### EXERCISE REQUIREMENTS
Restate all of the entries exactly, dropping any pictures they hold.

— BEGIN DATASET ROWS —

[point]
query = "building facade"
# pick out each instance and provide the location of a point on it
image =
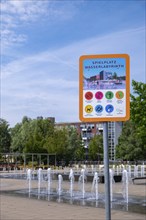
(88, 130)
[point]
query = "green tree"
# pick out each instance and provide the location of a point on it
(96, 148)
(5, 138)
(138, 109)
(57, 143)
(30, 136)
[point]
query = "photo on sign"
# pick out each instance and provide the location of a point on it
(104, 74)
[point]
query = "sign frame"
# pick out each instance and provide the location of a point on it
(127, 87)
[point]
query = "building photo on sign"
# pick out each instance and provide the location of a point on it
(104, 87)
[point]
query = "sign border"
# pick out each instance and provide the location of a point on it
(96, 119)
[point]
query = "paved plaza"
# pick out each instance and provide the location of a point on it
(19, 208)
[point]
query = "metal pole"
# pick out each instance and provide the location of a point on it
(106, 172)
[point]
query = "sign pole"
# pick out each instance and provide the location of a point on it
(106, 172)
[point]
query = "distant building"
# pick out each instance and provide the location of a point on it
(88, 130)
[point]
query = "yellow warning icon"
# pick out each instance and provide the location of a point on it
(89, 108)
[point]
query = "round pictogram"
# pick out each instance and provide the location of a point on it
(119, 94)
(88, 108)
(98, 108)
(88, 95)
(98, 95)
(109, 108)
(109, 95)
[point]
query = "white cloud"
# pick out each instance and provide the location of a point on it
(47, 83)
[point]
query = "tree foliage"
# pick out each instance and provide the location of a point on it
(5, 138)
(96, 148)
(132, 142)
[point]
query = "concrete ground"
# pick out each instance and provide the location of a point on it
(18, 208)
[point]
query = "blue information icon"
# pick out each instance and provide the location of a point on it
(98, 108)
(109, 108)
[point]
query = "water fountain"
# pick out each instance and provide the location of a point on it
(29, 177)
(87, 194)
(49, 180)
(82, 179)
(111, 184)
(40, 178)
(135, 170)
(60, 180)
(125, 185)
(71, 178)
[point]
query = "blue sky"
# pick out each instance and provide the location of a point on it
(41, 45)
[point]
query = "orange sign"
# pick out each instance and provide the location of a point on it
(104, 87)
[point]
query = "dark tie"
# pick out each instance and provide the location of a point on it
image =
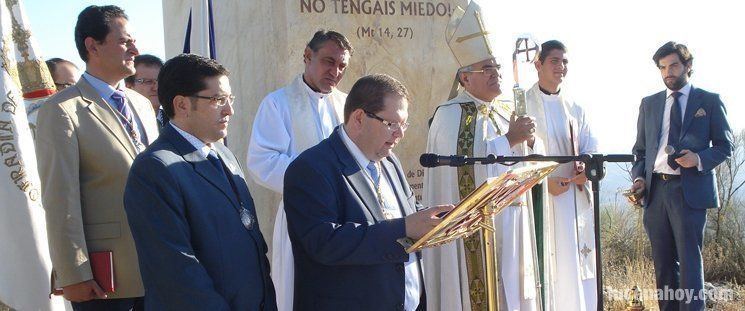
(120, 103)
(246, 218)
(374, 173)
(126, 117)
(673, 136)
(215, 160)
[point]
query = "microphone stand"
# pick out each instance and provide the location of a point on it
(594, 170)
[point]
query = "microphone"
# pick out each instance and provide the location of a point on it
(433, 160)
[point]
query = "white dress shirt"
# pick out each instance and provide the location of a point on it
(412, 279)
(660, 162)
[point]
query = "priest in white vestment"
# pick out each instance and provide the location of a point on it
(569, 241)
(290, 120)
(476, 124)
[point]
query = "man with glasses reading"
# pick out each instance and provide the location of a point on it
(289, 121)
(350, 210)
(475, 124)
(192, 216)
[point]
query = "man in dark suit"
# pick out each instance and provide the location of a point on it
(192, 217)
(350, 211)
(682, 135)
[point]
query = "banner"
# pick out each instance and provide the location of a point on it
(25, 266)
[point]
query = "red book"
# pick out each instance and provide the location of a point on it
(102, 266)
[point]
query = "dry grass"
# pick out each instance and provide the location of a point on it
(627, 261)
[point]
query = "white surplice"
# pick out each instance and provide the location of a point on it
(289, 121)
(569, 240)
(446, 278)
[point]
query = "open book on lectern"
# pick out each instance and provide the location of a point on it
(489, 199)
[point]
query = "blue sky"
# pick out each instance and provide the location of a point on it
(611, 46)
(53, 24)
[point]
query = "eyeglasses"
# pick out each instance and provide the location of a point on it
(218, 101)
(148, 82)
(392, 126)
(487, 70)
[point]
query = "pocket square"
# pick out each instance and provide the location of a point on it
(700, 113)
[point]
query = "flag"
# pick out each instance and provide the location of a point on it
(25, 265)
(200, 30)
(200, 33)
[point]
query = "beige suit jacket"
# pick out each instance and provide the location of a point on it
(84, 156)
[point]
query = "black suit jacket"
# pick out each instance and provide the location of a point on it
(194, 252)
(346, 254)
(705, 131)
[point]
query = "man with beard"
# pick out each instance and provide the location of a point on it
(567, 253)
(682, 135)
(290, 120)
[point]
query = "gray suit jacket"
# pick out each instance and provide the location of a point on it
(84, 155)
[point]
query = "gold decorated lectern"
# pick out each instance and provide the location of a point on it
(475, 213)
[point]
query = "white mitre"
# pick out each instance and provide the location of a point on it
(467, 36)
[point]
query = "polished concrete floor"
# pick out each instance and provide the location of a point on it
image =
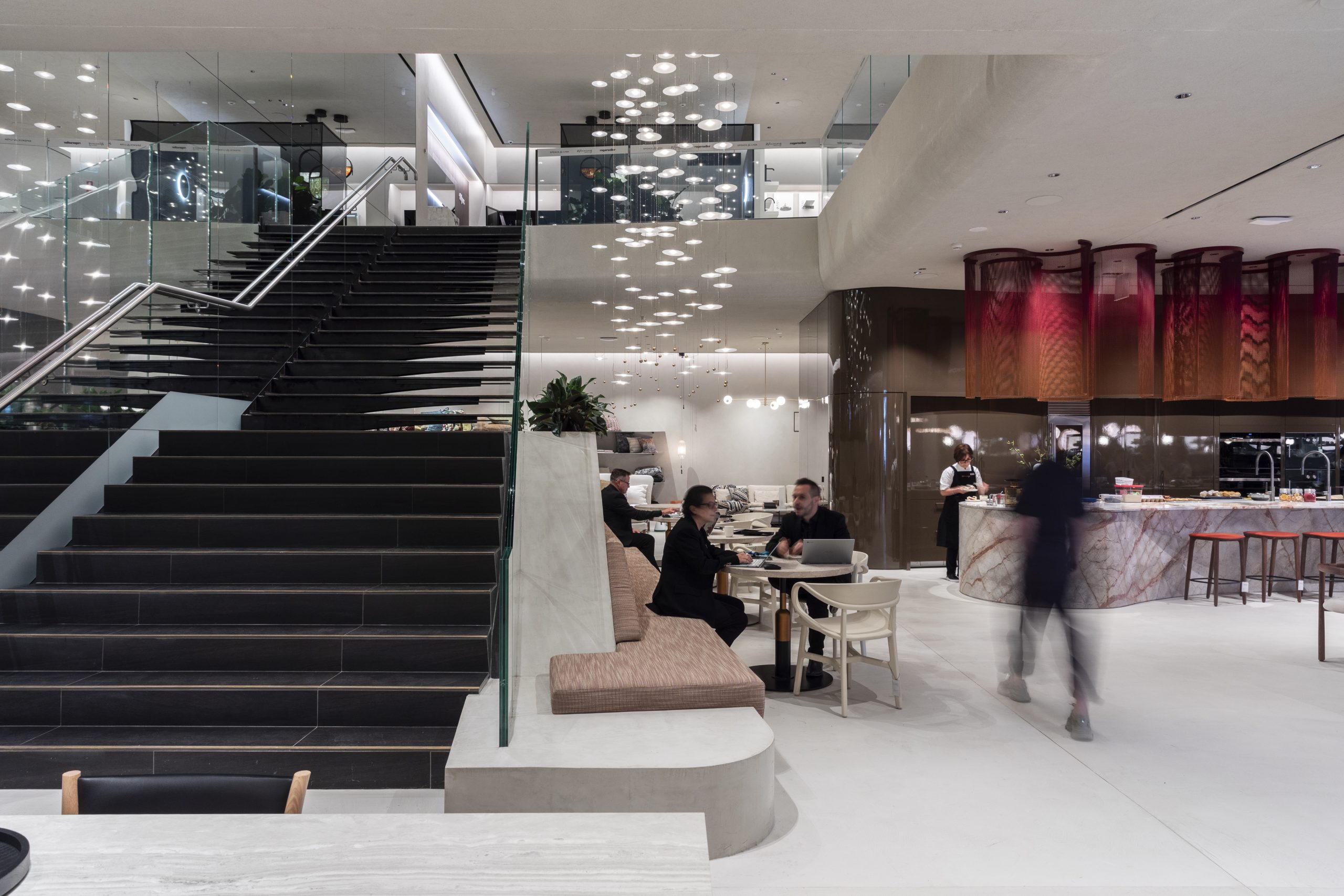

— END DATASET ROWS —

### THE ANSWER
[point]
query = "building facade"
# pick out each instance and provide the location of a point on it
image =
(88, 130)
[point]
query = "green tree"
# pick out each instance and provide the location of a point on it
(96, 148)
(5, 138)
(138, 109)
(57, 143)
(30, 136)
[point]
query = "photo on sign"
# pick out each instance and provide the location of a point on it
(104, 74)
[point]
query = "sign frame"
# pick out each instance and provide the location of a point on it
(127, 87)
[point]
query = "building photo on sign"
# pick out each instance and provide the location of a point on it
(104, 87)
[point]
query = "sign border"
# pick out each instance and provide the location of a point on it
(96, 119)
[point]
query = "paved plaza"
# pick out each instance and provide the location of a point on it
(19, 208)
[point]
query = "metal pole"
# pick out each instance and provide the location of a point on it
(106, 172)
[point]
query = "sign pole"
# pick out each instance and provide the location of a point on it
(106, 172)
[point]
query = "distant building"
# pick out each instance and provide the location of a point on it
(88, 130)
[point]
query = "yellow warning icon"
# pick out each instance and provide the location of a point on it
(89, 108)
[point]
query = "round pictogram"
# pick out each instance and provide the location of a point on it
(119, 94)
(88, 108)
(98, 108)
(88, 95)
(98, 95)
(109, 108)
(109, 95)
[point]
query = "white cloud"
# pick out each instance and provide the location of a point on it
(47, 83)
[point]
query = "tree foliage"
# pick out each instance and provide the location of a point on it
(5, 138)
(96, 148)
(132, 142)
[point]
query = "concrete ground"
# pick out each instance and provide the location of a point on it
(18, 208)
[point]
query = "blue information icon"
# pick out each instance and provide the location of a point on it
(98, 108)
(109, 108)
[point]
query = "water fountain"
# pick out each instance and provide the location of a point on it
(29, 177)
(87, 194)
(49, 180)
(82, 179)
(111, 184)
(40, 178)
(135, 170)
(60, 180)
(125, 185)
(71, 178)
[point]
query = "blue sky"
# pick out each instance and provide the location of a point on it
(41, 45)
[point]
query = "orange sign"
# pick out each instance and provide the location of a point on it
(104, 87)
[point]
query = "dark tie"
# pick out each instance and provide the location of a point on it
image =
(120, 103)
(246, 218)
(374, 173)
(126, 117)
(673, 136)
(215, 160)
[point]
query = "microphone stand"
# pick out each instance and provide the location of a point on it
(594, 170)
[point]
query = "microphone"
# pick out each instance and provide the location of a point on it
(433, 160)
[point]
query = "white dress shirt"
# pick out each instance and provide the location of a point on it
(412, 279)
(660, 162)
[point]
query = "priest in white vestment"
# pick out each instance and provide the location of a point on it
(569, 241)
(290, 120)
(476, 124)
[point]
query = "man with glasses reading"
# pick out each instance and provide the location of a point on it
(289, 121)
(350, 210)
(475, 124)
(192, 216)
[point]
query = "man in dark suit"
# pick out each instance and provide the location of a point on it
(192, 217)
(350, 211)
(682, 135)
[point]
query = "banner"
# pick out each instance and provide the location of a point on it
(25, 266)
[point]
query = "red book"
# pick out each instance and provide the location of a point on it
(102, 266)
[point]
query = "dry grass"
# pick out each instance and provide the location of a point on it
(627, 261)
[point]
query = "white surplice"
# pick out each instance and provide the location of a point on it
(289, 121)
(569, 240)
(446, 278)
[point]
query = "open book on lectern"
# pick out each instance and provide the location of a point on it
(489, 199)
[point]
query = "blue sky"
# pick out each instance and provide the location of a point on it
(611, 46)
(53, 24)
[point]
query = "eyeglasses"
# pick out each instance and provide the location of a point on it
(218, 101)
(148, 82)
(392, 126)
(487, 70)
[point]
query = "pocket square"
# pick out each instance and provide the location of a point on it
(700, 113)
[point]
query = "flag"
# pick out each instance and provide the location of a point on it
(25, 265)
(200, 30)
(200, 33)
[point]
query = "beige suit jacket"
# pick out each instance and provide the location of a point on it
(84, 156)
[point]
query = "black suit jacket"
# pick out each instance and provide the location of a point on it
(194, 252)
(346, 254)
(705, 131)
[point]
query = "man with beard"
# pick out each instance and provide the location of a point on it
(567, 253)
(682, 135)
(290, 120)
[point]
query = "gray suit jacket"
# pick out each instance and provide the location of a point on it
(84, 155)
[point]
query = "gold decorated lectern"
# pick out each instance and provide the location of a point on it
(475, 213)
[point]
query = "white mitre"
# pick out each instance and provide the location of a point on it
(467, 36)
[point]
query = "polished concrete floor"
# pick out each instance and provide the location of a point on it
image =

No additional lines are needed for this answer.